Getty Images
By a 10-8 party line vote with sometimes bitter partisan debate, the Senate Judiciary Committee today recommended that Judge Samuel Alito be confirmed by the full Senate as Associate Justice of the Supreme Court.
The nomination will move to the full Senate tomorrow, with a vote expected by the end of the week.
Senator Orrin Hatch (R-UT) summs it up brilliantly:
I believe, Mr. Chairman, that the key to this nominee's opposition is, indeed, to be found in his testimony before this committee.
Judge Alito, after all, testified that the judiciary has an important but limited role. His opponents must believe that the judiciary should have an all-important and unlimited role.
It seems that some on the left cannot abide a judge who thinks that the Constitution, the supreme law of the land, governs not only the legislative and executive branch, but also the judicial branch as well.
Judge Alito said that judges do not have authority to change the Constitution. While constitutional principles must be applied to new factual situations, he said, quote, "the principles don't change," unquote.
That alone, in the eyes of the critics, must be the confirmation kiss of death. How, after all, will they achieve a political agenda that the people reject if the Constitution is not whatever the judges say it is?
In deciding cases, Judge Alito said he begins and often ends with the text of the statute, that statutes are presumptively constitutional and that there is a presumption that precedents will be followed.
There he goes again, outlining an important but limited role for judges.
And I can see why some of his critics are so worked up. A judge like this is bound to make us legislators act like, well, legislators.

PROMPT:
Transcribe the part of the text on the Alito nomination that begins with "That alone, in" and stops after "role for judges.". The material that comes next isn't needed for this.

RECORDED DATA:
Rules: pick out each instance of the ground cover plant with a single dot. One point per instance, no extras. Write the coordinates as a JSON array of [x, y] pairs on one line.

CORRECT RESULT:
That alone, in the eyes of the critics, must be the confirmation kiss of death. How, after all, will they achieve a political agenda that the people reject if the Constitution is not whatever the judges say it is?
In deciding cases, Judge Alito said he begins and often ends with the text of the statute, that statutes are presumptively constitutional and that there is a presumption that precedents will be followed.
There he goes again, outlining an important but limited role for judges.